== Página ==
Venezuela como problema regional
Venezuela
parece estar llegando a puntos límites. La Cruz Roja de Curazao está
haciendo preparativos para atender una eventual ola de refugiados
venezolanos, mientras que numerosos países europeos podrían recibir a
quienes tengan ciudadanía de miembros de la Unión.
Junio 2016
La
noticia, filtrada a mediados de mayo, consternó a muchos en Venezuela:
la Cruz Roja de Curazao, señaló la prensa de la isla, está haciendo
preparativos para atender una eventual ola de refugiados venezolanos.
Sin atenuantes ni medias tintas comprendimos lo mal que nos están viendo
en el vecindario. Sabemos que los saqueos por falta de comida son cosa
de todos los días; que el líder opositor que encabeza las encuestas está
preso con un juicio que genera muchas dudas, que el Tribunal Supremo
invalida una a una las decisiones de la Asamblea Nacional, que los
apagones trastornan la vida cotidiana y que la delincuencia ha
popularizado los linchamientos en una sociedad que ya siente más rabia
que miedo; pero cuando oímos que en Curazao temen una especie de gran
crisis de balseros venezolanos, comprendimos que, el aspecto que
entregamos, es el del caos y la desolación.

== Enunciado ==
Responde brevemente según el artículo sobre Venezuela:
(a) ¿Qué organización prepara la atención de una posible ola de refugiados venezolanos?
(b) ¿Cuándo se filtró esa noticia?
(c) ¿Qué hace el Tribunal Supremo con las decisiones de la Asamblea Nacional?
Los datos que vienen a continuación proceden de otra fuente.

== Datos ==
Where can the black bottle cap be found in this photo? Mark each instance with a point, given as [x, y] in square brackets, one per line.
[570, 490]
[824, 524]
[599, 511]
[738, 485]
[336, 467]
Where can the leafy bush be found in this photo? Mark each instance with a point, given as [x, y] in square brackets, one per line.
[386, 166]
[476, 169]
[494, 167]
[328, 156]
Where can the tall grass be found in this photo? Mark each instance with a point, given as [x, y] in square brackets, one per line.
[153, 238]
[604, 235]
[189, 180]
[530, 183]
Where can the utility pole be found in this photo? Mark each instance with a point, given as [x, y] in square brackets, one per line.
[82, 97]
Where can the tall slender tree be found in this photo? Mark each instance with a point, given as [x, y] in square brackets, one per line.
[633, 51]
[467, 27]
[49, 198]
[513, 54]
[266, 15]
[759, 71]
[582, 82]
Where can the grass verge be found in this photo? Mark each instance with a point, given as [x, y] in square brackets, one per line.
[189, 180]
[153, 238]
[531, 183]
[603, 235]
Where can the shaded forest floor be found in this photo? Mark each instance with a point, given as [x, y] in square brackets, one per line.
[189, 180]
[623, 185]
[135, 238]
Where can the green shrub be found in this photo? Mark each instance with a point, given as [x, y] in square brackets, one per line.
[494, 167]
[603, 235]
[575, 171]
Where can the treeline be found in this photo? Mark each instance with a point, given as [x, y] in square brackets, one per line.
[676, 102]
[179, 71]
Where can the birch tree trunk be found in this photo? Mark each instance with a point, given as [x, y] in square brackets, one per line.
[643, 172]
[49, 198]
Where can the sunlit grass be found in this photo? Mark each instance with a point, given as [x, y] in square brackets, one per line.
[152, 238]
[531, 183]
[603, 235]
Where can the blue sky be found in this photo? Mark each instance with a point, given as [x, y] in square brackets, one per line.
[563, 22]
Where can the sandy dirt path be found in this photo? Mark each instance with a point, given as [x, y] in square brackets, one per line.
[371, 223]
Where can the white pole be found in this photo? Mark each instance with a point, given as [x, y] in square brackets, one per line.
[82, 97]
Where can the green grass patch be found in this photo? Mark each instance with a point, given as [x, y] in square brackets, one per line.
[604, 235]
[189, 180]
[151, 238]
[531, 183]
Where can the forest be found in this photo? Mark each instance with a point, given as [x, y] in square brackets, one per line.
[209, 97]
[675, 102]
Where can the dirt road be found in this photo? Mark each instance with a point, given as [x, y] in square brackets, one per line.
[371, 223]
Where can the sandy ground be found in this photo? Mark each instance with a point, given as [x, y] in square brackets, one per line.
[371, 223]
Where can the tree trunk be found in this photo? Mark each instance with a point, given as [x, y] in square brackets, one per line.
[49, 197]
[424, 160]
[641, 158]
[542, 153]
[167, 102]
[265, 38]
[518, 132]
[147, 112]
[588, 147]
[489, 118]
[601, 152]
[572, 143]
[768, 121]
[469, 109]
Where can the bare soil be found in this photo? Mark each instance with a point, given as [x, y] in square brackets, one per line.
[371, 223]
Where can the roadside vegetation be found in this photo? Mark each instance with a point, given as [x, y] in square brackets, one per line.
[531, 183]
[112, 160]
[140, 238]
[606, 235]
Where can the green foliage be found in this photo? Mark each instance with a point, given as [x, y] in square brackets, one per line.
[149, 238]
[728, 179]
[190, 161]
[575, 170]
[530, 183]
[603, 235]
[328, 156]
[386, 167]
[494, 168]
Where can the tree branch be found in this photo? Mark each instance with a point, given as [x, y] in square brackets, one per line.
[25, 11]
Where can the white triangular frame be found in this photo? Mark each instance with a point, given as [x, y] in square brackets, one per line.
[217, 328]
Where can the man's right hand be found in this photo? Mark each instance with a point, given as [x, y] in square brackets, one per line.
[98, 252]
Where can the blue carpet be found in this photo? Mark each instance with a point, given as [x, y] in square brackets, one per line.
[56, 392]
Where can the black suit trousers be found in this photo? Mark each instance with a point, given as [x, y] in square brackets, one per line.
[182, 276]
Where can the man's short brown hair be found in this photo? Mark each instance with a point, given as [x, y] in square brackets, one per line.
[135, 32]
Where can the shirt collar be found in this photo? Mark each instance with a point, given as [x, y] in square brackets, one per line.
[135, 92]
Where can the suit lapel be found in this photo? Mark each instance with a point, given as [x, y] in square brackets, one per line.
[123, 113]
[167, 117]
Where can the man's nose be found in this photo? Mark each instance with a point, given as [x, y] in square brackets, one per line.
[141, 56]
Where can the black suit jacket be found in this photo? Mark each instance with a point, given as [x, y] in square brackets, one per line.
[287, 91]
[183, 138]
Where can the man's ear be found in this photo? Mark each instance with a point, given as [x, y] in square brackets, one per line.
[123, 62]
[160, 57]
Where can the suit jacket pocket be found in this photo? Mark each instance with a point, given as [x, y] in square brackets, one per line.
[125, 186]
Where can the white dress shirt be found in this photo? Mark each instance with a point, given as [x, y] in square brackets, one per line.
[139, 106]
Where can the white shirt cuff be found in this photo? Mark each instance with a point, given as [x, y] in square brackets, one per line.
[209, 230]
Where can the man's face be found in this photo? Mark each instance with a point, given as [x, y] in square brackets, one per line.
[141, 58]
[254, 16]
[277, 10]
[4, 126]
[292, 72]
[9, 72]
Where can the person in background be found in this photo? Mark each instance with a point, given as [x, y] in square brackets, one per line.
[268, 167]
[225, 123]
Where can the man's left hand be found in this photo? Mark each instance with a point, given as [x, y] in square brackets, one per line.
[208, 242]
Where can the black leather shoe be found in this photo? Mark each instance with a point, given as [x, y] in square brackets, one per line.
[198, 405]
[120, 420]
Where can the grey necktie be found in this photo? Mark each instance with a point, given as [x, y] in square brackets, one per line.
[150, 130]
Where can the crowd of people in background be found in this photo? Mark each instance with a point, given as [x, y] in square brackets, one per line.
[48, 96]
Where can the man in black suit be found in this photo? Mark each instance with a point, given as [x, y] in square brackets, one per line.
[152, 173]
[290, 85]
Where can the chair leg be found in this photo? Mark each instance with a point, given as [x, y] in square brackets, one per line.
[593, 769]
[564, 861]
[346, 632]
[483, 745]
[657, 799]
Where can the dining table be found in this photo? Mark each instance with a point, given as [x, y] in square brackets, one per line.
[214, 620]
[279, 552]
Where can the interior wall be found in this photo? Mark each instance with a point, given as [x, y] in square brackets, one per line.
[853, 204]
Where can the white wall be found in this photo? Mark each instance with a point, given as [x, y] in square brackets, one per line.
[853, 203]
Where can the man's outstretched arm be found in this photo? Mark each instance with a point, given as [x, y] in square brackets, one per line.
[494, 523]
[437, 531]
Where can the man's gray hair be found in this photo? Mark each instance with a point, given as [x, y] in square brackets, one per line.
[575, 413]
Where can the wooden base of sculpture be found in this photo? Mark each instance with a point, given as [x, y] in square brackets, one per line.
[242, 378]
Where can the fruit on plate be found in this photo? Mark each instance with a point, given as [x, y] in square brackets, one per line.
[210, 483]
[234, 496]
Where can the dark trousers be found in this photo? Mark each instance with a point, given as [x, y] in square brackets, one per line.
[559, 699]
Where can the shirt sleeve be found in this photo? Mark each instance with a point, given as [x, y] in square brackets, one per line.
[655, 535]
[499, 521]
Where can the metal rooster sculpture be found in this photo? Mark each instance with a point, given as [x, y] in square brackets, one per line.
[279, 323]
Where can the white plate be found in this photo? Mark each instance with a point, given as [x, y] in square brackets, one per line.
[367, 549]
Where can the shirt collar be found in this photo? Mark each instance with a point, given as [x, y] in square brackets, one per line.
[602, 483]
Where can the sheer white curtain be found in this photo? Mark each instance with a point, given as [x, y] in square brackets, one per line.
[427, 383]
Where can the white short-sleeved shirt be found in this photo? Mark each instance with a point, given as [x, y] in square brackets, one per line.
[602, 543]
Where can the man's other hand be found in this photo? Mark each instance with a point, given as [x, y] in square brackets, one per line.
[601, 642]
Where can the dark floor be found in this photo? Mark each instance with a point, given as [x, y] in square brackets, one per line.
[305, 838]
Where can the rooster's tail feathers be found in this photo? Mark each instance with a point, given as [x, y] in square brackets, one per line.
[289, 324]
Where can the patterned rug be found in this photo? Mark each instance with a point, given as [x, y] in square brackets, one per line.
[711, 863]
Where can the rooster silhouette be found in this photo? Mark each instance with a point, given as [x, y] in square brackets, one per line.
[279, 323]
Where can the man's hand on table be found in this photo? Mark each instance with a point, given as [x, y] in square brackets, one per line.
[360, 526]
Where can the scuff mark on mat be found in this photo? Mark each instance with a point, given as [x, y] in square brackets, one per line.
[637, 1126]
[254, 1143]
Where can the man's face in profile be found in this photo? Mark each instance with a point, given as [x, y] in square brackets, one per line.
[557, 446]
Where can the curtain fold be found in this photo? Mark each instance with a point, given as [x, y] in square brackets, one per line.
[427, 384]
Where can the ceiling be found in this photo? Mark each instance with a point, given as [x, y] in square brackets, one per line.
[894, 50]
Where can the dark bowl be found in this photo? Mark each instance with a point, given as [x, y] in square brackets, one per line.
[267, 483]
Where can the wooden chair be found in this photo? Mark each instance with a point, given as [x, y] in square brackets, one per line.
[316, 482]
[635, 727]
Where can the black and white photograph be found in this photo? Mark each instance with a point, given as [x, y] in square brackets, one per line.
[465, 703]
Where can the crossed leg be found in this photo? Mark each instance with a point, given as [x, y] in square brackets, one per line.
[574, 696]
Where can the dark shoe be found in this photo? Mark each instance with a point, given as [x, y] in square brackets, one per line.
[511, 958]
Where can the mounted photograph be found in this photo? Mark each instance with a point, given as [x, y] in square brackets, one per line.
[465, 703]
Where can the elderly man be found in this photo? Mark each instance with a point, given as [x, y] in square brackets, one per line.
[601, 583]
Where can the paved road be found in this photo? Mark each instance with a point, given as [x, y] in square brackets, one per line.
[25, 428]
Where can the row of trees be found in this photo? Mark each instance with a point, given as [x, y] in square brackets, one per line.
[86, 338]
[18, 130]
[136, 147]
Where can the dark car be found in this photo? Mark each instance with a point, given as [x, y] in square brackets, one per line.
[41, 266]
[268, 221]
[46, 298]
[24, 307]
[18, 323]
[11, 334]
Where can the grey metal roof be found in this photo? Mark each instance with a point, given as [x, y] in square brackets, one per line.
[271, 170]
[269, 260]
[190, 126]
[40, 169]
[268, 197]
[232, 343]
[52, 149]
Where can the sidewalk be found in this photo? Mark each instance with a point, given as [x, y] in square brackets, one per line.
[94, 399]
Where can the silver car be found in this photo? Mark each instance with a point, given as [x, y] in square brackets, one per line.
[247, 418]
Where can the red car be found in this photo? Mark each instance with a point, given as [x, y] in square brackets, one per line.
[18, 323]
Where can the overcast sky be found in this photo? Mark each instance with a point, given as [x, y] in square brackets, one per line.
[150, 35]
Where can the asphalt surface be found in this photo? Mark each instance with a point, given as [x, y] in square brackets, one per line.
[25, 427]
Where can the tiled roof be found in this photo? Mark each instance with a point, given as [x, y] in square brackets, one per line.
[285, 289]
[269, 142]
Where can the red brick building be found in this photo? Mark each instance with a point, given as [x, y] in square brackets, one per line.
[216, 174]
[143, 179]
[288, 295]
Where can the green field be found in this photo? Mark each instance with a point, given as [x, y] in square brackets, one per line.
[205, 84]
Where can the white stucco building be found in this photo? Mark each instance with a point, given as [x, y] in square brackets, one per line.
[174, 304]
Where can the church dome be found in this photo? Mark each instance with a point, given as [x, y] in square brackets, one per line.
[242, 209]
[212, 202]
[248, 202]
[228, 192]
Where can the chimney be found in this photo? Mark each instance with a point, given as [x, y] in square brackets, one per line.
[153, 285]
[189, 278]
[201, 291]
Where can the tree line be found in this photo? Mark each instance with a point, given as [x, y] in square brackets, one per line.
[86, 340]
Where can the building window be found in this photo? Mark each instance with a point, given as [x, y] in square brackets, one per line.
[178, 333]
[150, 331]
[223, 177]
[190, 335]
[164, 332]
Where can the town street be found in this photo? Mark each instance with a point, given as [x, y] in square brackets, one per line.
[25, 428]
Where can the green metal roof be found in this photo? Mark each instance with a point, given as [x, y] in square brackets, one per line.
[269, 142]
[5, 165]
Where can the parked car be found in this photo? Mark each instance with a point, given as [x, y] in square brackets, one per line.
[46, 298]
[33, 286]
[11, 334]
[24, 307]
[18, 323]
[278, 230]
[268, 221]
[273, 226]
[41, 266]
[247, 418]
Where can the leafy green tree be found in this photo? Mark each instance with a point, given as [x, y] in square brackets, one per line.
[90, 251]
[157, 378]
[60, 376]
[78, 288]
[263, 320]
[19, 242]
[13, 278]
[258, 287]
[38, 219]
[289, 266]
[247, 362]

== Respuesta ==
(a) La Cruz Roja de Curazao.
(b) A mediados de mayo.
(c) Las invalida una a una.